--- Material provided ---

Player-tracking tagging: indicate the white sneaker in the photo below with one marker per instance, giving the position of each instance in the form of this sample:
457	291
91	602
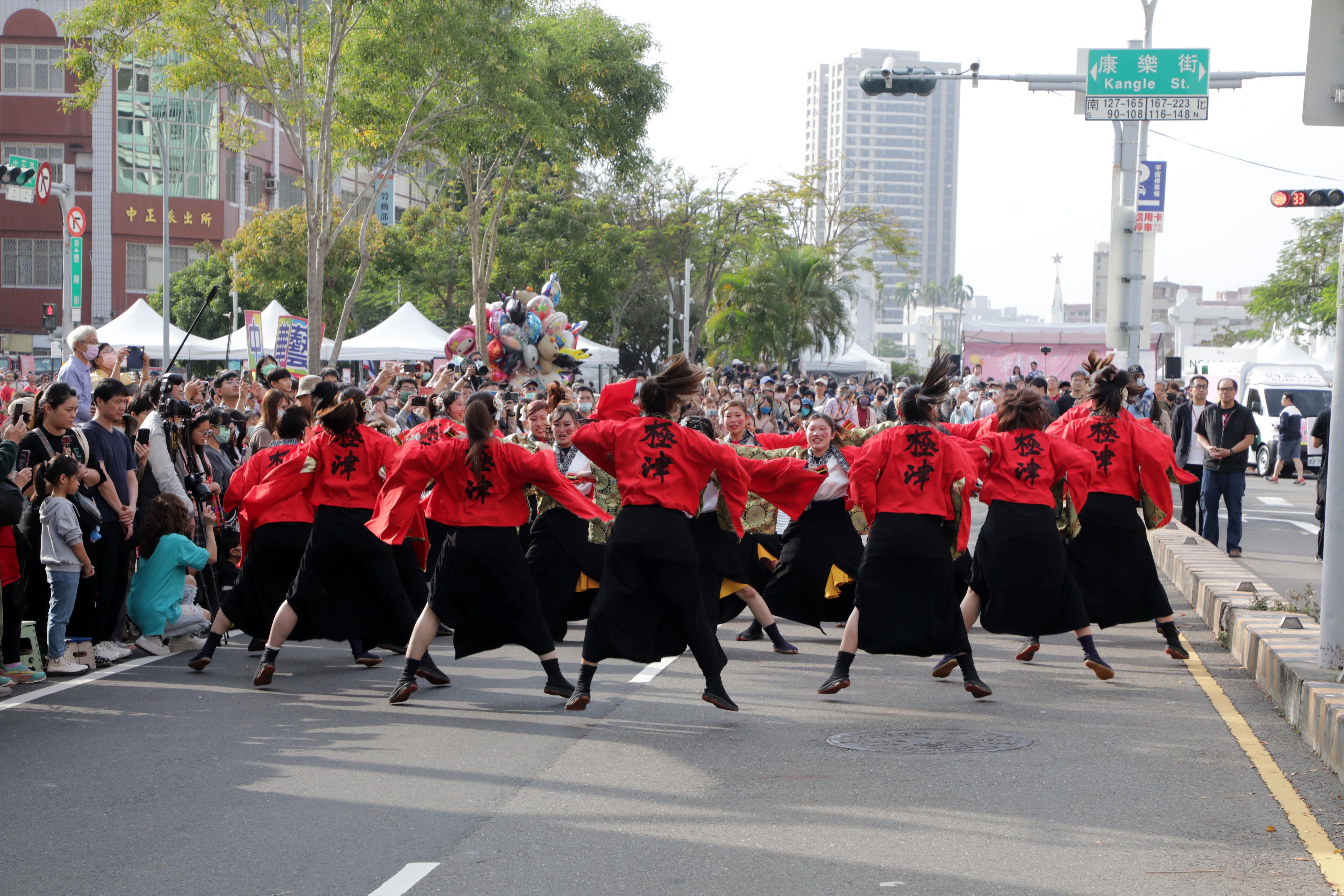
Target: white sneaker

---
--- Material provided ---

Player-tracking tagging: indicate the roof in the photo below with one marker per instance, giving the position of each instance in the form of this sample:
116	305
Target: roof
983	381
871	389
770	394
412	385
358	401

---

Task to complete -
Can you put the data into a numbered list, starting with the line containing "Player-tracking tagging: indicate the white" and going on through the line containing "Target: white sneaker", with both of those lines included? Skip any blank lines and leave the picture out.

Result of this task -
1. Player-tracking tagging: indicate the white sneaker in the photo below with one marker per instance, giving the position of each instance in the form of this sample:
2. 457	291
3. 91	602
4. Target: white sneaker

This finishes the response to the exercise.